▶ [Exercise aim]:
Reproduce the entries below without changes, starting at the first line and ending at the line that contains "x=211 y=172", with both of those lines included. Omit the pictures from your copy.

▶ [Data for processing]:

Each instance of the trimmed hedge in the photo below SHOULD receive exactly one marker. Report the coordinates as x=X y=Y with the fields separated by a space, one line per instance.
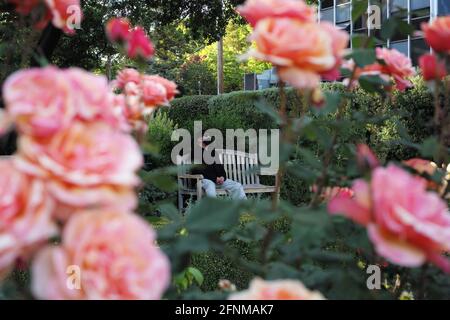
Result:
x=411 y=109
x=184 y=111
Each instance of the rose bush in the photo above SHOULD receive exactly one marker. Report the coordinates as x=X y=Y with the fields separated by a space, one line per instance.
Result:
x=69 y=191
x=131 y=268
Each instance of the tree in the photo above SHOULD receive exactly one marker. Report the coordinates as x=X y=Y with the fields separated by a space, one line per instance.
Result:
x=195 y=78
x=235 y=45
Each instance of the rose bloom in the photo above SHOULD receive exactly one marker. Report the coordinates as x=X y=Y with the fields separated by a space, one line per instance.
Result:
x=126 y=76
x=422 y=166
x=397 y=65
x=24 y=7
x=118 y=29
x=300 y=51
x=432 y=68
x=339 y=42
x=40 y=101
x=139 y=44
x=25 y=215
x=62 y=12
x=407 y=224
x=5 y=122
x=46 y=101
x=116 y=254
x=153 y=92
x=87 y=165
x=276 y=290
x=91 y=94
x=170 y=86
x=255 y=10
x=437 y=34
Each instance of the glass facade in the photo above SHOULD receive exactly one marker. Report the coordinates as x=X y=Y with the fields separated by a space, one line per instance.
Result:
x=414 y=12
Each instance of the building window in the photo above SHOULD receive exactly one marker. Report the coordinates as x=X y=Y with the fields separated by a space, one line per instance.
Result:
x=343 y=12
x=401 y=46
x=418 y=48
x=326 y=4
x=443 y=7
x=327 y=15
x=399 y=8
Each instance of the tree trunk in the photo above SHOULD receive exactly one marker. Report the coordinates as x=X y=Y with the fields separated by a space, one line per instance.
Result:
x=220 y=77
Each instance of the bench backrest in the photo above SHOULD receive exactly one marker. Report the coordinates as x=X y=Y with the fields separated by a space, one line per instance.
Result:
x=239 y=166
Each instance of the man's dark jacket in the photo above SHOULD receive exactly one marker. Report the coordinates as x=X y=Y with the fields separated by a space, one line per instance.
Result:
x=211 y=172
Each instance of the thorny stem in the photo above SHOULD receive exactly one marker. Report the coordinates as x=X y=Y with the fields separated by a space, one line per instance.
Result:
x=285 y=136
x=328 y=157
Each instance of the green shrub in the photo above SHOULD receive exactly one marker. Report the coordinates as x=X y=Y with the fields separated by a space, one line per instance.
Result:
x=184 y=111
x=159 y=135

▶ [The answer]:
Each instance of the trimmed hedge in the photo below SHOULD receive exactly one marker. Report the coordinates as x=X y=Y with the fields separated by a space, one line per instance.
Result:
x=411 y=109
x=184 y=111
Each instance of the rose bush in the photo above SHOULD receive exactly one marker. Report the coordinates as x=X y=Y with the fields separated by a space, one line per instance.
Result:
x=69 y=191
x=131 y=268
Each instance of the tree in the photo above SHOULD receive exactly one marker. Report the coordinates as x=X y=Y with the fields separated by a space, one line per instance.
Result:
x=195 y=78
x=235 y=45
Each instance of the rose bloom in the photo above SHOULD receive exactly one marker. Report the coordinates as x=X y=Y with the fields separated by a space, one line per instance.
Result:
x=126 y=76
x=422 y=166
x=397 y=65
x=24 y=7
x=118 y=29
x=300 y=51
x=432 y=68
x=339 y=42
x=40 y=101
x=139 y=44
x=25 y=215
x=62 y=12
x=407 y=224
x=5 y=122
x=46 y=101
x=116 y=254
x=153 y=92
x=87 y=165
x=276 y=290
x=91 y=94
x=170 y=86
x=255 y=10
x=437 y=34
Each instance of the glass facade in the photo above SHOULD receive exactly one marker. Report the coordinates as x=X y=Y with the fields separated by a space, one line per instance.
Result:
x=414 y=12
Each instance of the building window in the photo above SHOULD receive exactly one marker. Report the coordinates as x=X y=Y with the fields separated by a space, one line per instance.
Result:
x=343 y=12
x=401 y=46
x=418 y=48
x=326 y=4
x=443 y=7
x=327 y=15
x=399 y=8
Each instance of the tree trunk in the photo above SHOULD receive exactly one marker. Report the coordinates as x=X y=Y with the fields separated by a space, one line per instance.
Result:
x=220 y=77
Each instance of the bench backrest in the photo above SHOULD receive exactly one marker. Report the coordinates as x=X y=Y with the fields separated by a space, one line per instance.
Result:
x=239 y=166
Each instance of the man's dark jacket in the photo above SHOULD receive exactly one marker. Report the coordinates as x=X y=Y with the fields separated by a space, one line per instance.
Result:
x=211 y=172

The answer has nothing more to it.